::: DATA FOR PROCESSING
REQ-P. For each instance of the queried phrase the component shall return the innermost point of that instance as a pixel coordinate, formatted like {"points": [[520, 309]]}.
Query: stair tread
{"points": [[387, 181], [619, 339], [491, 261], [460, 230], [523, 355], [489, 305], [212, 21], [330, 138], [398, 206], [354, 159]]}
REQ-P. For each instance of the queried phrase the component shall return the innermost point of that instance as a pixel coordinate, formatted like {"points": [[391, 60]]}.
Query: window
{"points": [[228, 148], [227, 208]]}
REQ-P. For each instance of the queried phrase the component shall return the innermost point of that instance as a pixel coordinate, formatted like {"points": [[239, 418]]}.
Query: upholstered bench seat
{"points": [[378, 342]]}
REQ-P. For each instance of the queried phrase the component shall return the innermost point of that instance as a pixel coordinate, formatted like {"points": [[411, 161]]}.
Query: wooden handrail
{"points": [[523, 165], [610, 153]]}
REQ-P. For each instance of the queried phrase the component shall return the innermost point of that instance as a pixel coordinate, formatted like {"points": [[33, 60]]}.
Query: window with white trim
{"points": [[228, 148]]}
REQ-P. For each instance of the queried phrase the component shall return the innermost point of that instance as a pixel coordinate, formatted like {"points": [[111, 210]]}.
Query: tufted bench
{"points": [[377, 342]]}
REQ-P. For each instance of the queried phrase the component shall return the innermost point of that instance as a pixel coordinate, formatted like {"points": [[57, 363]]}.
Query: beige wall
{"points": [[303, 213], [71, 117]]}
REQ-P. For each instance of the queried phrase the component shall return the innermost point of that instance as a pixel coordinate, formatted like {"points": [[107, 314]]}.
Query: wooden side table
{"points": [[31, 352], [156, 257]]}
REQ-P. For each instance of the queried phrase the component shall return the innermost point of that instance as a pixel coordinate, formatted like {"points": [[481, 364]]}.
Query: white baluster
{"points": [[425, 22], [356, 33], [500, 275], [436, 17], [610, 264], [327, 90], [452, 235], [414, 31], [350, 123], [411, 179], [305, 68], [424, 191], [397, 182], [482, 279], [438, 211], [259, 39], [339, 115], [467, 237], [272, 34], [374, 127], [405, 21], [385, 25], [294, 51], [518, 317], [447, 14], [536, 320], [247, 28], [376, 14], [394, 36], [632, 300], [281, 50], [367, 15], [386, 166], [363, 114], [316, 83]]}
::::::
REQUIRED WORK -
Nothing added, nothing dropped: copy the data above.

THE ANSWER -
REQ-P. For each instance of the queried phrase the component shall return the innermost point of that instance as a pixel coordinate, formatted like {"points": [[520, 309]]}.
Query: stair tread
{"points": [[387, 181], [619, 339], [491, 261], [460, 230], [523, 355], [489, 305], [212, 21], [330, 138], [398, 206], [354, 159]]}
REQ-P. For each instance of the queried phrase the component shall return the innermost point of that instance as a pixel coordinate, formatted like {"points": [[391, 60]]}.
Query: window
{"points": [[228, 148], [227, 208]]}
REQ-P. For each instance of the queried phrase the component shall return the innermost point of that instance as a pixel coordinate, formatted like {"points": [[239, 418]]}.
Query: upholstered bench seat
{"points": [[378, 342]]}
REQ-P. For each instance of the queried phrase the component shall return the innermost point of that instance as a pixel coordinate, formatted like {"points": [[411, 161]]}.
Query: wooden handrail
{"points": [[523, 165], [610, 153]]}
REQ-P. For each instance of the queried phrase the component shall return the innermost point of that instance as a pixel coordinate, formatted like {"points": [[33, 60]]}.
Query: window with white trim
{"points": [[228, 148]]}
REQ-P. For each instance of the queried phrase the component shall return the innermost point of that instance as a pixel coordinate, formatted like {"points": [[111, 210]]}.
Query: tufted bench
{"points": [[377, 342]]}
REQ-P. For each instance of the queried phrase the component shall return the innermost point of that instance as a pixel coordinate, formatted like {"points": [[57, 363]]}.
Query: beige wall
{"points": [[303, 213], [71, 117]]}
REQ-P. For each instance of the queried phrase the component shall return the innermost point of that instance as a pixel coordinate, formatted like {"points": [[107, 314]]}.
Query: wooden side table
{"points": [[31, 352], [156, 257]]}
REQ-P. For each instance of the queried phrase the component shall return the innermost point of that instance as a pixel coordinate, formatted like {"points": [[481, 364]]}.
Query: white baluster
{"points": [[425, 22], [356, 33], [500, 275], [436, 17], [610, 264], [327, 90], [452, 235], [414, 31], [350, 123], [411, 179], [305, 68], [424, 191], [397, 182], [482, 279], [438, 211], [259, 39], [339, 115], [467, 237], [272, 34], [374, 127], [405, 21], [385, 25], [294, 51], [518, 317], [447, 14], [536, 320], [247, 28], [376, 14], [394, 36], [632, 300], [281, 50], [367, 15], [386, 166], [363, 114], [316, 83]]}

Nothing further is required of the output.